Problem to solve: Please retype each line of the records below without any change, leaving out the pictures.

Collected data
+ + + + +

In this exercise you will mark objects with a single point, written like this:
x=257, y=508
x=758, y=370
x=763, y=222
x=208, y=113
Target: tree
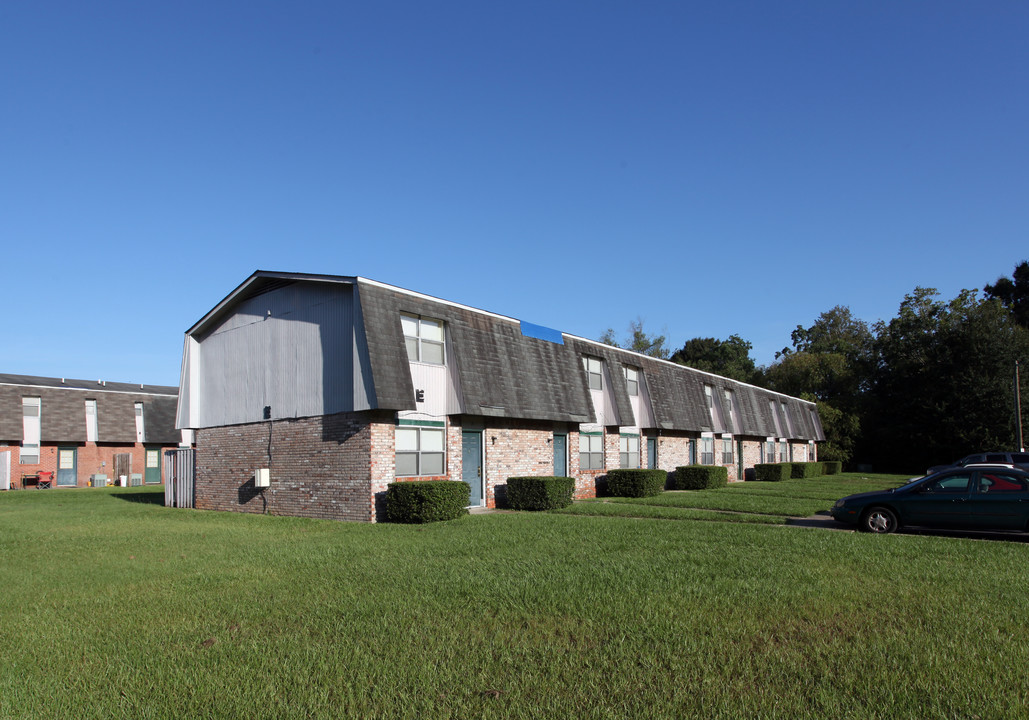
x=1014, y=293
x=830, y=364
x=638, y=340
x=730, y=358
x=942, y=384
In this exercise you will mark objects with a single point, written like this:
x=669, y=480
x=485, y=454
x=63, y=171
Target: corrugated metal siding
x=290, y=349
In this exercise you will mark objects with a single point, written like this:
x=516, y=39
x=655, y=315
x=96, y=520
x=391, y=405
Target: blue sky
x=713, y=168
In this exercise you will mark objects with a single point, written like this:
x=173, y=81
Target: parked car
x=976, y=497
x=1018, y=459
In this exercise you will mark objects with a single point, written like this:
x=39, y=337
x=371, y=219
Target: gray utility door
x=471, y=465
x=560, y=456
x=67, y=470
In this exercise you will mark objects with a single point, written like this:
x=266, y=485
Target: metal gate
x=179, y=466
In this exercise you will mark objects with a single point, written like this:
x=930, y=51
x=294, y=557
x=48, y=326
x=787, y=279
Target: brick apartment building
x=82, y=430
x=341, y=385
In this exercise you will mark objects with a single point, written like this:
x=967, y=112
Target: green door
x=152, y=469
x=67, y=467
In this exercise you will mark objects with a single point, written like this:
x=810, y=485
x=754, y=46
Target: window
x=787, y=424
x=91, y=421
x=632, y=381
x=139, y=423
x=629, y=451
x=707, y=451
x=31, y=408
x=951, y=483
x=995, y=482
x=595, y=373
x=424, y=338
x=591, y=451
x=419, y=452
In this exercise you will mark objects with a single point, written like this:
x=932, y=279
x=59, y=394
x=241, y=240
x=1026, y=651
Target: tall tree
x=1014, y=293
x=730, y=358
x=829, y=363
x=943, y=382
x=638, y=340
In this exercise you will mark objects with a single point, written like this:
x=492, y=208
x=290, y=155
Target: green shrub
x=772, y=472
x=426, y=501
x=539, y=493
x=700, y=477
x=636, y=482
x=801, y=470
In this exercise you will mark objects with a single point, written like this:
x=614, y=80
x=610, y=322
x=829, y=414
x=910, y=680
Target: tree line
x=930, y=385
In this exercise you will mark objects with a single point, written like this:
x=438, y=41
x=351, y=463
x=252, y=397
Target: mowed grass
x=114, y=606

+ + + + +

Result for this task:
In this exercise you will mark objects with a single point, written like this:
x=257, y=508
x=758, y=370
x=763, y=222
x=208, y=113
Target: tree
x=1014, y=293
x=830, y=364
x=638, y=340
x=730, y=358
x=942, y=384
In this exercise you will mark objects with a single point, written like this:
x=669, y=480
x=485, y=454
x=63, y=171
Target: corrugated metal siding
x=290, y=349
In this exercise you will mark objects with a single point, written like this:
x=516, y=39
x=655, y=315
x=96, y=520
x=391, y=405
Target: blue sky
x=713, y=168
In this exercise you will mark objects with a single point, written like this:
x=173, y=81
Target: parked car
x=976, y=497
x=1018, y=459
In this exercise you will mark objects with a single point, written like this:
x=39, y=337
x=371, y=219
Target: gray utility door
x=471, y=465
x=560, y=456
x=67, y=470
In this exercise you will mark objects with a single point, written like this:
x=266, y=485
Target: metal gate
x=179, y=466
In this exercise you will mark objects with a single point, written like this:
x=930, y=51
x=294, y=557
x=48, y=326
x=787, y=279
Target: brick apartment building
x=82, y=430
x=341, y=385
In this exercise you will mark objects with a single point, written like this:
x=967, y=112
Target: green door
x=152, y=469
x=67, y=467
In this exercise you will mark objects with a single point, written like this:
x=810, y=485
x=754, y=46
Target: window
x=787, y=424
x=91, y=421
x=632, y=381
x=139, y=423
x=629, y=451
x=707, y=451
x=31, y=408
x=951, y=483
x=995, y=482
x=595, y=373
x=424, y=338
x=591, y=451
x=419, y=452
In this exercise you will mark objects with a single point, written like this:
x=932, y=279
x=59, y=394
x=241, y=240
x=1026, y=651
Target: tall tree
x=1014, y=293
x=730, y=358
x=829, y=363
x=943, y=382
x=638, y=340
In this exercise you will mark objects with a single point, written like this:
x=492, y=208
x=290, y=155
Target: green shrub
x=772, y=472
x=426, y=501
x=539, y=493
x=700, y=477
x=636, y=482
x=801, y=470
In this exercise you will mark objects with a single point, written like this:
x=614, y=80
x=610, y=322
x=829, y=414
x=910, y=680
Target: tree line
x=930, y=385
In this exercise you will mark objects with a single point, written like this:
x=438, y=41
x=351, y=463
x=252, y=397
Target: mowed grass
x=114, y=606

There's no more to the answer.